#### [EXERCISE DIRECTIONS]
Rewrite the records starting at the line that contains "input: hotel balcony | mode: detection" and ending at the end of the records, changing "hotel" to "resort" and leaving everything else unchanged. Give only those lines.

#### [RAW DATA]

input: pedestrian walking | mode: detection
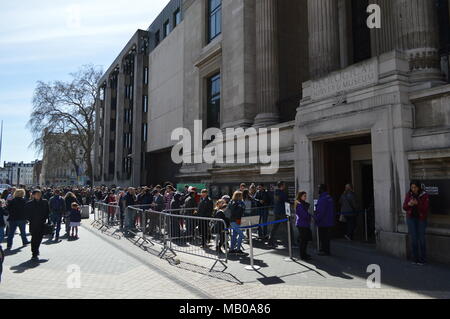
[25,190,50,261]
[269,182,293,248]
[6,189,29,250]
[49,190,66,241]
[403,182,430,266]
[339,184,358,241]
[295,191,312,261]
[255,184,271,240]
[213,199,230,254]
[315,184,335,256]
[229,191,245,255]
[69,203,81,239]
[64,191,80,238]
[198,189,214,249]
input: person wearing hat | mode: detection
[184,187,197,239]
[25,189,50,261]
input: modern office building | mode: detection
[95,0,450,261]
[3,161,38,186]
[40,133,89,187]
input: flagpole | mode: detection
[0,120,3,166]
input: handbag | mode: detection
[42,223,55,236]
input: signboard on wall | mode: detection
[423,180,450,216]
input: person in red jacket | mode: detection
[403,182,430,265]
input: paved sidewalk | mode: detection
[82,220,450,299]
[0,225,209,299]
[0,221,450,299]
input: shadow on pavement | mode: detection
[10,259,49,274]
[167,259,243,285]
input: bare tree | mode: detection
[28,65,103,185]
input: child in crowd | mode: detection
[69,203,81,239]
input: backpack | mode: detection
[223,205,231,220]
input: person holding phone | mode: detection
[403,182,430,266]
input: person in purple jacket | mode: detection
[314,184,335,256]
[295,191,312,261]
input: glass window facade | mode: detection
[208,0,222,42]
[164,20,170,38]
[173,9,181,28]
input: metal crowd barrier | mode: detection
[92,202,121,235]
[162,209,229,271]
[114,205,228,271]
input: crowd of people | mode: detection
[0,182,430,284]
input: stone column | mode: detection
[308,0,341,79]
[102,81,112,182]
[255,0,280,127]
[393,0,442,81]
[370,0,398,56]
[114,71,125,184]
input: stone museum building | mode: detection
[94,0,450,262]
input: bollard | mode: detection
[316,225,320,252]
[245,225,261,271]
[284,216,294,262]
[364,209,369,242]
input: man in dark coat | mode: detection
[314,185,336,256]
[25,190,50,261]
[198,189,214,249]
[268,182,294,248]
[49,189,66,241]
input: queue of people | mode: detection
[0,182,430,265]
[0,188,90,261]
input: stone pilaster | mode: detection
[114,71,125,181]
[102,78,112,181]
[370,0,398,56]
[308,0,341,79]
[393,0,442,81]
[255,0,280,127]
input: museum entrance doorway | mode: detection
[314,134,375,242]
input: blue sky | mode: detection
[0,0,169,166]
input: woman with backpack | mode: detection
[213,199,230,254]
[229,191,245,255]
[64,192,80,238]
[6,189,29,250]
[295,191,312,261]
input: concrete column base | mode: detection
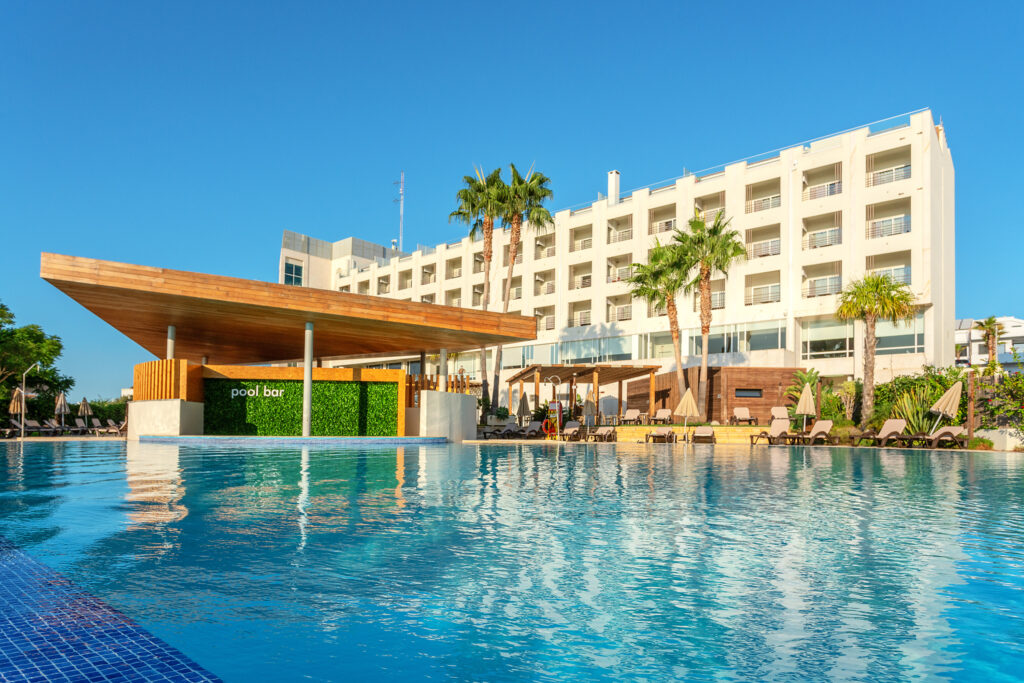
[128,398,203,440]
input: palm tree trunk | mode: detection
[697,264,711,420]
[860,315,878,425]
[490,216,522,411]
[666,293,685,400]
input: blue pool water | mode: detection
[0,442,1024,682]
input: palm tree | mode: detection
[449,167,505,409]
[836,273,916,424]
[490,164,554,408]
[626,242,690,396]
[675,210,746,413]
[974,315,1007,365]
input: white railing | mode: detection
[608,305,633,323]
[743,285,782,306]
[608,265,633,283]
[608,227,633,245]
[804,180,843,200]
[693,292,725,312]
[569,310,590,328]
[804,275,843,299]
[804,225,843,251]
[647,218,676,234]
[867,164,910,187]
[569,274,592,290]
[746,195,782,213]
[867,216,910,240]
[871,265,910,285]
[746,238,782,258]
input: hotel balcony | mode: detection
[745,178,782,213]
[866,145,910,187]
[802,162,843,201]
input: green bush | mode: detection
[203,379,398,436]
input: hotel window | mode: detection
[874,313,925,355]
[801,321,853,360]
[285,258,302,287]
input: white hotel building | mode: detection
[280,110,954,403]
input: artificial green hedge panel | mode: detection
[203,379,398,436]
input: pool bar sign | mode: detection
[231,384,285,398]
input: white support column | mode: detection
[302,323,313,436]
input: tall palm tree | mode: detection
[490,164,554,407]
[974,315,1007,364]
[675,210,746,413]
[626,242,690,396]
[836,273,916,424]
[449,167,505,409]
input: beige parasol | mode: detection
[794,383,814,431]
[929,382,964,434]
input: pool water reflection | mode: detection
[0,442,1024,681]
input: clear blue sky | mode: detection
[0,0,1024,400]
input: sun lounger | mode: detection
[858,419,906,446]
[643,427,679,443]
[650,408,672,425]
[928,425,967,449]
[587,427,618,441]
[796,420,839,445]
[751,418,797,445]
[690,425,718,443]
[729,408,758,425]
[620,408,640,425]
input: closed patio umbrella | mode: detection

#### [FULL RESPONSE]
input: resort balcony | mode: detection
[745,178,782,213]
[866,145,910,187]
[802,162,843,201]
input: green bush | mode: detection
[203,379,398,436]
input: resort window | mode: detection
[874,313,925,355]
[801,321,853,360]
[285,258,302,287]
input: white resort building | mode: detection
[280,110,954,403]
input: artificial green hedge panel | mode: detection
[203,379,398,436]
input: pool bar sign | mode: detection
[231,384,285,398]
input: white support column | mode: detection
[302,323,313,436]
input: tall palm tree | mode: detection
[490,164,554,407]
[974,315,1007,364]
[675,210,746,413]
[626,242,690,396]
[836,273,916,424]
[449,167,505,409]
input: beige parasol | mode: detection
[794,383,814,431]
[929,382,964,434]
input: pool water reflection | mode: detection
[0,442,1024,681]
input: clear blue sky | mode: detection
[0,0,1024,400]
input: sun lounger | mode: detection
[858,419,906,446]
[643,427,679,443]
[650,408,672,425]
[928,425,967,449]
[587,427,618,441]
[796,420,839,445]
[751,418,797,445]
[690,425,718,443]
[729,408,758,425]
[620,408,640,425]
input: closed patio umbrella | mode: detection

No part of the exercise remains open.